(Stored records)

____________

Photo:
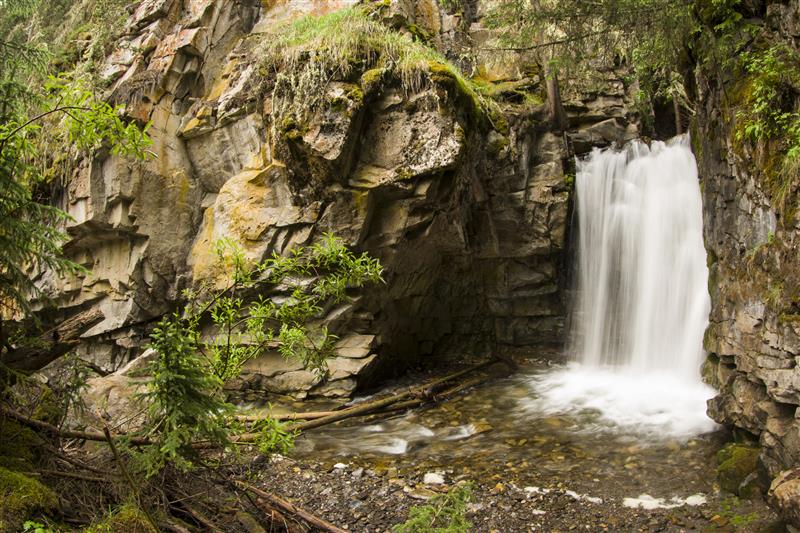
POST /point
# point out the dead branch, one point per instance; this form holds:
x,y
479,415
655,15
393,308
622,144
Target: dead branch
x,y
52,344
287,507
75,475
65,433
132,484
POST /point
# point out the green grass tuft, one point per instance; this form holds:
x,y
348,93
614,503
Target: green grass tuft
x,y
310,52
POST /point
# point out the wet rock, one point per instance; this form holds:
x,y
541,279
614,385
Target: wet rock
x,y
737,462
784,494
433,478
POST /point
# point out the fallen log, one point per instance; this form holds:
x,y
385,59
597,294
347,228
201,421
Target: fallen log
x,y
66,433
52,344
417,394
289,508
411,397
284,417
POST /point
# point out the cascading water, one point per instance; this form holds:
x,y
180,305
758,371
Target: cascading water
x,y
643,301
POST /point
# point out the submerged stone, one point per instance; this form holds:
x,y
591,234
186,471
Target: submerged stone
x,y
737,465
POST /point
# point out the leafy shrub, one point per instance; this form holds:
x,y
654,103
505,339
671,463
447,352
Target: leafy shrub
x,y
184,396
445,513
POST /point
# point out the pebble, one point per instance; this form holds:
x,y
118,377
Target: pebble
x,y
433,478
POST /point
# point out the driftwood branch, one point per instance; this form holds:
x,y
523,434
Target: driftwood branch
x,y
289,508
65,433
52,344
415,397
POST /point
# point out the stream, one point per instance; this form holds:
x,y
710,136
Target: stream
x,y
505,426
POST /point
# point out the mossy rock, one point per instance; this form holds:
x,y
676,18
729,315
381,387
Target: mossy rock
x,y
372,79
127,519
736,464
710,366
18,446
22,497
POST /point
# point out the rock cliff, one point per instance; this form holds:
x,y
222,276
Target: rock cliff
x,y
462,194
752,240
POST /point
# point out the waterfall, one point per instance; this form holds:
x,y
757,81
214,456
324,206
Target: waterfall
x,y
642,296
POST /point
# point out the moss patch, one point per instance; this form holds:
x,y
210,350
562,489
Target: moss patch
x,y
127,519
355,47
736,463
21,497
18,445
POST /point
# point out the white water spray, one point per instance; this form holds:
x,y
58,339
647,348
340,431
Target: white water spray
x,y
643,300
643,295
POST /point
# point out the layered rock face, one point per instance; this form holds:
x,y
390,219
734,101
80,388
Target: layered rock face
x,y
468,215
754,332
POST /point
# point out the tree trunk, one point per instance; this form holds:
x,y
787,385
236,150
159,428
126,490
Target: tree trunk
x,y
677,109
52,344
555,108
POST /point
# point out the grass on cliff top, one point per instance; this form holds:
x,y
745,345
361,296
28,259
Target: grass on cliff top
x,y
350,40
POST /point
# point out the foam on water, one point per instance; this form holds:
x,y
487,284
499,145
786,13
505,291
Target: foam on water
x,y
655,405
642,297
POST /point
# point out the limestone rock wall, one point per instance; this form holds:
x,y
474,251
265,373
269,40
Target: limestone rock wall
x,y
754,332
469,221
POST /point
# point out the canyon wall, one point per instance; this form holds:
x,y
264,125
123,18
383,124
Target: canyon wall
x,y
752,240
467,212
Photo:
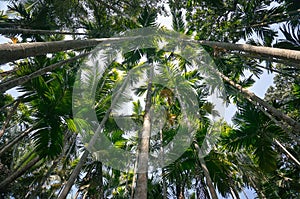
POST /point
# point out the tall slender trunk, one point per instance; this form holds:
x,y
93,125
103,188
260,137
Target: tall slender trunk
x,y
73,176
83,158
291,55
285,151
11,52
33,31
17,139
18,173
22,80
209,182
162,163
251,96
143,148
8,118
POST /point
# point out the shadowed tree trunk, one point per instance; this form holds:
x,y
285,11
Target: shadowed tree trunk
x,y
251,96
143,148
32,31
16,139
11,52
291,55
209,183
22,80
8,118
73,176
18,173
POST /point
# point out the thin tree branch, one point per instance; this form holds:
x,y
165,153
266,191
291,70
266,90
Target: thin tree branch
x,y
32,31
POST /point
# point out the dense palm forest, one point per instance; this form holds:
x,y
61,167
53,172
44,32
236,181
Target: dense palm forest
x,y
92,105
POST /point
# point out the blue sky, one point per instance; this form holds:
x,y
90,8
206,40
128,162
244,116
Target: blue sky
x,y
259,88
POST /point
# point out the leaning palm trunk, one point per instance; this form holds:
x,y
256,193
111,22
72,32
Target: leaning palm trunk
x,y
286,152
17,139
8,118
32,31
285,54
22,80
143,148
11,52
251,96
209,183
18,173
73,176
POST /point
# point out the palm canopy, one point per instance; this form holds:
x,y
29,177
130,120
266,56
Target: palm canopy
x,y
43,139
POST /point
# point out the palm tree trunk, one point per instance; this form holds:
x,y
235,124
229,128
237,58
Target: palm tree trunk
x,y
162,163
251,96
73,176
287,152
32,31
78,167
8,118
143,149
12,52
209,182
18,173
17,139
22,80
290,55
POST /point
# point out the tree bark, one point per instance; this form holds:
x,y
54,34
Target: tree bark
x,y
249,95
32,31
144,142
16,139
76,171
12,52
290,55
164,184
18,173
22,80
73,176
8,118
209,182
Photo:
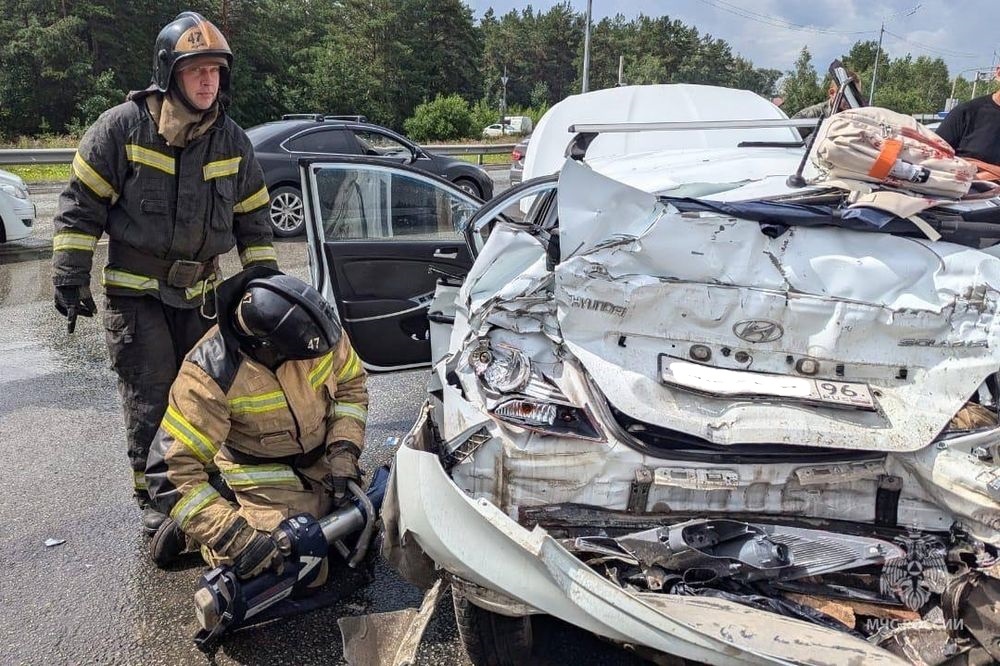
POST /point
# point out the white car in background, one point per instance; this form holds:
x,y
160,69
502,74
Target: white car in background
x,y
497,129
680,404
17,213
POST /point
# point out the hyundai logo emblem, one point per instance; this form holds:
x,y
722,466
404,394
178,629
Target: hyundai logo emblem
x,y
758,330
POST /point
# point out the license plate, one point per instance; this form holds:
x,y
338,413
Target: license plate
x,y
739,384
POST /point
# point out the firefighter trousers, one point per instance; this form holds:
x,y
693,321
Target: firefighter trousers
x,y
147,341
267,494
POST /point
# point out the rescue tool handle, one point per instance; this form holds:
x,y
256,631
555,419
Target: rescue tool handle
x,y
71,315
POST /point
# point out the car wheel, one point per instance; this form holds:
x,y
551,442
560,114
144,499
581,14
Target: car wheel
x,y
286,212
469,186
491,639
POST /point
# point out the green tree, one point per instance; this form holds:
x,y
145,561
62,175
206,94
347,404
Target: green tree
x,y
799,88
440,120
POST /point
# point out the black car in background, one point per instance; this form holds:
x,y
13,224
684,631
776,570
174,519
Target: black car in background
x,y
280,144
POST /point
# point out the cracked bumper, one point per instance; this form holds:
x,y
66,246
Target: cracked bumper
x,y
474,540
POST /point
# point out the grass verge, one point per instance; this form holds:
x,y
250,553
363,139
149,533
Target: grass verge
x,y
40,173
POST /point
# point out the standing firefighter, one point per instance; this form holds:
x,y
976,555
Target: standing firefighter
x,y
174,183
269,410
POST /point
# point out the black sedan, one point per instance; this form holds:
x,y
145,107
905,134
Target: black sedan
x,y
280,144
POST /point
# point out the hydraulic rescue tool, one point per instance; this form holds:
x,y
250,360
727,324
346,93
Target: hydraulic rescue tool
x,y
224,603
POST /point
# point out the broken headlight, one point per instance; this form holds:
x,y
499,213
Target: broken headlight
x,y
524,396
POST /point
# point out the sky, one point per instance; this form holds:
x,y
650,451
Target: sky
x,y
964,33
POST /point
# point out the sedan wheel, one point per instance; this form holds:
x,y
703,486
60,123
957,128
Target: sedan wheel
x,y
285,212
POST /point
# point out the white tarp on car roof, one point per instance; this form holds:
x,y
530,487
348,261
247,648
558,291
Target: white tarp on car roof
x,y
657,103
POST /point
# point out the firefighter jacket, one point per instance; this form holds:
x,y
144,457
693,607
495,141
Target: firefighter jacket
x,y
260,429
169,212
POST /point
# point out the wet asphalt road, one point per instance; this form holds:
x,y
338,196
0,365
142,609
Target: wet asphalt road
x,y
96,598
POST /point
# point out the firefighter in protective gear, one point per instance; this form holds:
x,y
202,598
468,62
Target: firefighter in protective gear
x,y
266,420
174,183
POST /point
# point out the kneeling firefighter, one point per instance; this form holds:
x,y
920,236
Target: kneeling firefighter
x,y
266,420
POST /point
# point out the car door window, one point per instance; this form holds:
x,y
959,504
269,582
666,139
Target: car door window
x,y
368,202
527,203
326,141
376,144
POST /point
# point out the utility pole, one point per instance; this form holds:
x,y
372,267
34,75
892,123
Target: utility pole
x,y
878,52
503,99
586,51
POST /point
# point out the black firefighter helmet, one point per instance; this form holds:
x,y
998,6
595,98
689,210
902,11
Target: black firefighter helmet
x,y
188,36
281,318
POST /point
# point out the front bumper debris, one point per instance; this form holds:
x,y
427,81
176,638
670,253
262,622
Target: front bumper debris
x,y
475,541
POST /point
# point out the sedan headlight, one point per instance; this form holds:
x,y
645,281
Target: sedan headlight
x,y
15,191
524,397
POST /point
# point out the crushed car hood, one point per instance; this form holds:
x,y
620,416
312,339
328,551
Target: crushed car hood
x,y
641,287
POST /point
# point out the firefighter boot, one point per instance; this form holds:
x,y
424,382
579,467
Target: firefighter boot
x,y
167,543
151,518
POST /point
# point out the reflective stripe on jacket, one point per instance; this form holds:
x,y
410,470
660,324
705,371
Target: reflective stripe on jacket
x,y
188,204
224,406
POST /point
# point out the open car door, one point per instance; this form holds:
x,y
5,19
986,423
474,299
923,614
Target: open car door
x,y
380,237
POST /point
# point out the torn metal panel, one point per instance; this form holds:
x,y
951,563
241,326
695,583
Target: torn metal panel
x,y
493,551
913,321
745,551
388,639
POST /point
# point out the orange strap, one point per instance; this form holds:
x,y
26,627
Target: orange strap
x,y
891,149
987,171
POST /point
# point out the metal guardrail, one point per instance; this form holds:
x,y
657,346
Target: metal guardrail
x,y
37,156
477,149
65,155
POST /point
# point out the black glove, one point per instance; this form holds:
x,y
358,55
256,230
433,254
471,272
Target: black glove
x,y
258,555
342,459
73,301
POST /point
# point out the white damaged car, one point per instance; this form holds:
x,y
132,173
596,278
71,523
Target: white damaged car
x,y
685,416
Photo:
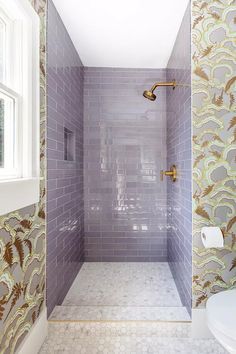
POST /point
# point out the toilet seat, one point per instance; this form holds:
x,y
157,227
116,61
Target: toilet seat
x,y
221,316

____________

• Aim of the task:
Please count the lines in the records above that contain the word "emblem", and reply with only that number.

• Reply to the task:
2